#### Data for the task:

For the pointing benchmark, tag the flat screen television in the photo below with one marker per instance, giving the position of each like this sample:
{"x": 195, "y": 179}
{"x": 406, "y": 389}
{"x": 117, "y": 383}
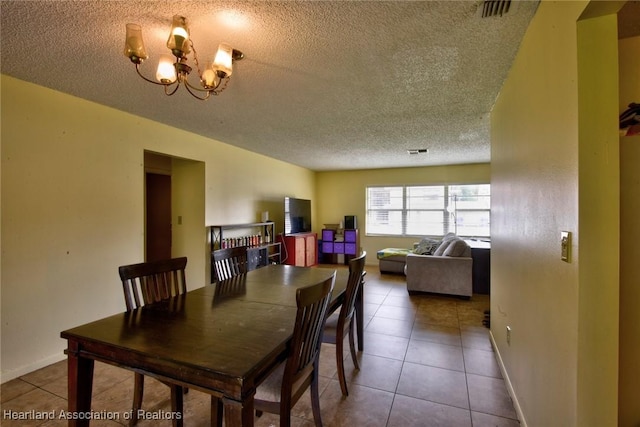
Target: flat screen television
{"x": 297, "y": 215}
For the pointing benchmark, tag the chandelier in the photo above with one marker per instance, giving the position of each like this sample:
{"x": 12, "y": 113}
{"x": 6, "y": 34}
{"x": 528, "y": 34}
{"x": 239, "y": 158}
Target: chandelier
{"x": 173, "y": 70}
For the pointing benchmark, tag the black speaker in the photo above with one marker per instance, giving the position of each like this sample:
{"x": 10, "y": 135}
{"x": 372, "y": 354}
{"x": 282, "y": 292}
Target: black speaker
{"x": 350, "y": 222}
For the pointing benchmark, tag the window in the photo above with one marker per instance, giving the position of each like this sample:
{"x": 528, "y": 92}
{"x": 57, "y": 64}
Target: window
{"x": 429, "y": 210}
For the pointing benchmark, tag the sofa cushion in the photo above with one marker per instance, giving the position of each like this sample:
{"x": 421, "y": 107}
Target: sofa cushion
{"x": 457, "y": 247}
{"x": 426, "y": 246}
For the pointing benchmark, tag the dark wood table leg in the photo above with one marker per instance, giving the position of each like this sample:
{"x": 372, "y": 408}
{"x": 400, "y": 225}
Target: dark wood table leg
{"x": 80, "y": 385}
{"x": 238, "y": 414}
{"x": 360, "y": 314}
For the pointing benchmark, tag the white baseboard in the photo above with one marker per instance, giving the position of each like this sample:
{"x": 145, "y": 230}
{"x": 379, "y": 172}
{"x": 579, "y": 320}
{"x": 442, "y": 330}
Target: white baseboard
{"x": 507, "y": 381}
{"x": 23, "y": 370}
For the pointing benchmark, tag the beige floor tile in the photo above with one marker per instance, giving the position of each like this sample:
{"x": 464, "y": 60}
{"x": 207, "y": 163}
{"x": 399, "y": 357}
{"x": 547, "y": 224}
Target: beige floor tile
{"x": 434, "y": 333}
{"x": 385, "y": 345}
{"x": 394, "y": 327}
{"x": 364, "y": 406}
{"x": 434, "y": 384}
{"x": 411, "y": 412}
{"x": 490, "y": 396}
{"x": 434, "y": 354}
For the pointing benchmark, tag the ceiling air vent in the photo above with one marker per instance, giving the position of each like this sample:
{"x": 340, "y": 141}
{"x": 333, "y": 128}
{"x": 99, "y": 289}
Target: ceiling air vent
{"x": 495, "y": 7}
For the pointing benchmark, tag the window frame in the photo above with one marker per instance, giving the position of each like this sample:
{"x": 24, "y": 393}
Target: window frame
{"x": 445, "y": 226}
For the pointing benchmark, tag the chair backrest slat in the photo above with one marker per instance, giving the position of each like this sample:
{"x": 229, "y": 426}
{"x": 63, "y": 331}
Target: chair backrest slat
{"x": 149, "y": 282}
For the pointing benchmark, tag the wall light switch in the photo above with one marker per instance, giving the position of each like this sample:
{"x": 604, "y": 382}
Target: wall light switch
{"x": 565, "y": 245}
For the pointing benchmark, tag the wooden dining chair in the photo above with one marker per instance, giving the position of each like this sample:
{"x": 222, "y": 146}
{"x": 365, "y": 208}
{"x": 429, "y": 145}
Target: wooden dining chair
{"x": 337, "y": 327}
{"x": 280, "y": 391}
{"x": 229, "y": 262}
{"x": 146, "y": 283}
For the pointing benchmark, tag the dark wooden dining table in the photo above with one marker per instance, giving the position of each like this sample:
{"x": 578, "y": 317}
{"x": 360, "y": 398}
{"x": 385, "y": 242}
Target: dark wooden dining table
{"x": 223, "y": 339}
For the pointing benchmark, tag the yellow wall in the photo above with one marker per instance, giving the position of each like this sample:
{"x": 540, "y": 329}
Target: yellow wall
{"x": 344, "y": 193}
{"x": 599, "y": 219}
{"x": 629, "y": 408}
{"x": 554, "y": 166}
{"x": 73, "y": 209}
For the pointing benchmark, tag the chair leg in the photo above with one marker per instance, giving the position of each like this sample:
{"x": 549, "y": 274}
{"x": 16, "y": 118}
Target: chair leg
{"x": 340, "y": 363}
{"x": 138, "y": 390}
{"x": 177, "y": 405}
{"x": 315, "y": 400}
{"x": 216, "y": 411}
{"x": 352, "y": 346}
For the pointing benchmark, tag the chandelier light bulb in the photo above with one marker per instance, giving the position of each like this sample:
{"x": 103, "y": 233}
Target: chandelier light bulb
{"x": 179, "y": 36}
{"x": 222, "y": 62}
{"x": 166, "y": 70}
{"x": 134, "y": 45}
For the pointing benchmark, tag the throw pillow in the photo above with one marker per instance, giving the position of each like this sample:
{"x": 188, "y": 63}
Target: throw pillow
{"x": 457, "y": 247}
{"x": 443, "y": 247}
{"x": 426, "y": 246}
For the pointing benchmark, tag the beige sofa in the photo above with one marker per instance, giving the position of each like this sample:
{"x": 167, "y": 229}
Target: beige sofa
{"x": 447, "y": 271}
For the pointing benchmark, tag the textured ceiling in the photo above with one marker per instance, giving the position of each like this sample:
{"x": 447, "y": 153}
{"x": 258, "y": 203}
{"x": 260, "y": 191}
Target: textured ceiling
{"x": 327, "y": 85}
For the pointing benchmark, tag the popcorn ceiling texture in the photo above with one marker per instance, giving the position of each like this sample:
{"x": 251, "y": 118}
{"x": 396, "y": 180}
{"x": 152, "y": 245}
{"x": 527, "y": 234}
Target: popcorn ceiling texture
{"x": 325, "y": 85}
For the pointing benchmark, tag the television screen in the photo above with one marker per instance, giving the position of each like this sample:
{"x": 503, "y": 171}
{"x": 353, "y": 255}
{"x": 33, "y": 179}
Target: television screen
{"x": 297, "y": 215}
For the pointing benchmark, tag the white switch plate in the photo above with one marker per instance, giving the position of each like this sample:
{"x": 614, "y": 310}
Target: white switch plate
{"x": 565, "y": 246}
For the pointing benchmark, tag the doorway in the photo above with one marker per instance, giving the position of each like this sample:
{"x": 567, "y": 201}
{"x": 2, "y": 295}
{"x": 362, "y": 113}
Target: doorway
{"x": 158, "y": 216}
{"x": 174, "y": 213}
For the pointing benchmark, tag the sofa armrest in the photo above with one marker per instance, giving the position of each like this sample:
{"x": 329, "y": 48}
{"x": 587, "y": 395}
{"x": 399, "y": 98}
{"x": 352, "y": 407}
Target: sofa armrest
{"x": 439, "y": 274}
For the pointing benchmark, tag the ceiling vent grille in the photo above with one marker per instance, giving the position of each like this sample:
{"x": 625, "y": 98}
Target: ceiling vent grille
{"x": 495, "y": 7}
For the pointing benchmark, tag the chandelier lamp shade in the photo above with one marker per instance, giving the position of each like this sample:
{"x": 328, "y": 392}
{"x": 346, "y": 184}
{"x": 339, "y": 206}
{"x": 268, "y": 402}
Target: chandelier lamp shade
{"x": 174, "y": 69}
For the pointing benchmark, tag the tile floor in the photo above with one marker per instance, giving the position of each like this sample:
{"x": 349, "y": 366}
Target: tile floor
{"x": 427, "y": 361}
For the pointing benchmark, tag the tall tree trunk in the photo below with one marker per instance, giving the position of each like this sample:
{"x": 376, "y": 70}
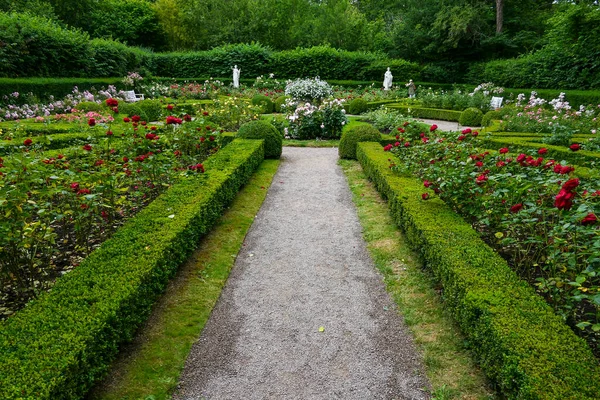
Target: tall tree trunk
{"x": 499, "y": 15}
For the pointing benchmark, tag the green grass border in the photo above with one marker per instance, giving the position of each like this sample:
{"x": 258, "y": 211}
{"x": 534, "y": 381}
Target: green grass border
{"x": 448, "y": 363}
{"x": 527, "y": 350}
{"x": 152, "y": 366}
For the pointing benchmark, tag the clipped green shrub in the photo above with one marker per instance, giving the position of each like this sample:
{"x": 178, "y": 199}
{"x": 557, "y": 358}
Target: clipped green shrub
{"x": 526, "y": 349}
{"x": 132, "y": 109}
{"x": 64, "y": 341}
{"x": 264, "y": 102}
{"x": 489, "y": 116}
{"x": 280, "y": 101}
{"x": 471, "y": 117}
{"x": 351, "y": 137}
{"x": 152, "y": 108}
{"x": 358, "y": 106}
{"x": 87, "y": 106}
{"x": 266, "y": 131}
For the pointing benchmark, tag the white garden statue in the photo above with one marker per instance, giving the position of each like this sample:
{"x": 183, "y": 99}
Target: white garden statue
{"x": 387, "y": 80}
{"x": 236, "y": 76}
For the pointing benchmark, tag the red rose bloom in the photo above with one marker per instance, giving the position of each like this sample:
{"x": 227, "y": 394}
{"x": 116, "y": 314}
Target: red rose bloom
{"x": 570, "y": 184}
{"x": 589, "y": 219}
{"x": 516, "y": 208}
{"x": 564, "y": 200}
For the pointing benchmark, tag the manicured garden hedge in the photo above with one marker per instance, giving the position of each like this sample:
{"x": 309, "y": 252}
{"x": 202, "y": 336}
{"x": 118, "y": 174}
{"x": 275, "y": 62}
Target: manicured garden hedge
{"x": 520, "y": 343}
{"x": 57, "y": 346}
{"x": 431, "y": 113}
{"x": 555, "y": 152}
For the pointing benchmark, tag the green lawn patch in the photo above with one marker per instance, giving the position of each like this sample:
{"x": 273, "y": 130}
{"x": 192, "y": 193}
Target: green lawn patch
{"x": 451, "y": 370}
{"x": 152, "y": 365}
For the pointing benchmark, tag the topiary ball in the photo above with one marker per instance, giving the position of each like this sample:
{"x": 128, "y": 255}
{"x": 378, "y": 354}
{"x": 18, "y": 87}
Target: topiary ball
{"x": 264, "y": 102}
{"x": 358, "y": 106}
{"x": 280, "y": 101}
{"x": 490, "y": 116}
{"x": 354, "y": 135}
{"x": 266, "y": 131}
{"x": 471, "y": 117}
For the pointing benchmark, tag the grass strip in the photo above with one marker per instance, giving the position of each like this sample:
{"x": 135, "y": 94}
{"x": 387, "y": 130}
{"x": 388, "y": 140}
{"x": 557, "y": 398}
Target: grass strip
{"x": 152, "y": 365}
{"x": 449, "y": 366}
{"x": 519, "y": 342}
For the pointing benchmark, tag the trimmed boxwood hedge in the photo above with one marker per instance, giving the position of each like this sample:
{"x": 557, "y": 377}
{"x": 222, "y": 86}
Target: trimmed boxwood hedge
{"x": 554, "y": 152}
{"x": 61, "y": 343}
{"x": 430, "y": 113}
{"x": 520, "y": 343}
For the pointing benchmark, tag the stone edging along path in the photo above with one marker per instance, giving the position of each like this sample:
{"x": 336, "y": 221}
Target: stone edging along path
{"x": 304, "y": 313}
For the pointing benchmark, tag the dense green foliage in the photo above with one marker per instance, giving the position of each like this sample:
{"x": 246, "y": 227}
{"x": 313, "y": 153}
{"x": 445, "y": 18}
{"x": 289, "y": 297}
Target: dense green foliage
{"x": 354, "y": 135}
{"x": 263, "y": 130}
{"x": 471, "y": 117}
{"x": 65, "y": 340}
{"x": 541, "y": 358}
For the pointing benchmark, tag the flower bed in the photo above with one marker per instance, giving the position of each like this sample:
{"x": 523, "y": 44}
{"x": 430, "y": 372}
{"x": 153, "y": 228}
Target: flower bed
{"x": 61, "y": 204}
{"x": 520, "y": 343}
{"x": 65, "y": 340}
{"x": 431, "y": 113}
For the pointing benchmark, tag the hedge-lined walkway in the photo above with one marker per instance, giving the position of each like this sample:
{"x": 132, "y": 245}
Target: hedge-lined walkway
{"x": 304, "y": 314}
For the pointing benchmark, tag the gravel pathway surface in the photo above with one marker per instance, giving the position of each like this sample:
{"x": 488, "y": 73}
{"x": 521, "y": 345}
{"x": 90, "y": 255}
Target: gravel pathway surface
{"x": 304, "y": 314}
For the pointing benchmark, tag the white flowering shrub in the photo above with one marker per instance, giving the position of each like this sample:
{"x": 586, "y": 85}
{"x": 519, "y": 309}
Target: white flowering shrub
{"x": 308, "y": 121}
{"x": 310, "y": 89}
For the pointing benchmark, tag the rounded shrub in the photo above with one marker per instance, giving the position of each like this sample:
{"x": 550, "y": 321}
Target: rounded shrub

#### Aim of the exercise:
Reproduce the material from the line containing "For the pointing benchmark, tag the flower" through the end of the material, inclusive, changing "rounded shrub" to "trimmed shrub" and leaving everything else unchanged.

#### Correct response:
For the pointing benchmark, tag the flower bed in the photo above with one marker per instance, giving the position of each like this sample:
{"x": 523, "y": 44}
{"x": 430, "y": 372}
{"x": 153, "y": 228}
Target: flower bed
{"x": 61, "y": 204}
{"x": 520, "y": 343}
{"x": 65, "y": 340}
{"x": 431, "y": 113}
For the pointing benchmark, tag the hedge-lined walkway in the photo above with one marker per instance, giving the position of each like this sample:
{"x": 132, "y": 245}
Target: hedge-lined walkway
{"x": 304, "y": 314}
For the pointing benchmark, tag the gravel pathway surface in the photo above with one marker per instance, giving the position of each like this sample:
{"x": 488, "y": 73}
{"x": 521, "y": 345}
{"x": 90, "y": 255}
Target: gravel pathway surface
{"x": 304, "y": 314}
For the pointing benchmark, tag the white flowering shrub in the photo above with one marker per instance, giving the position of each like this sample:
{"x": 586, "y": 85}
{"x": 519, "y": 309}
Target: white flowering shrub
{"x": 308, "y": 121}
{"x": 310, "y": 89}
For the pointing benchmark, tag the trimmed shrub in the photo above with one marker per instance, giving the position of each like this sample:
{"x": 550, "y": 321}
Target: trimmed shrub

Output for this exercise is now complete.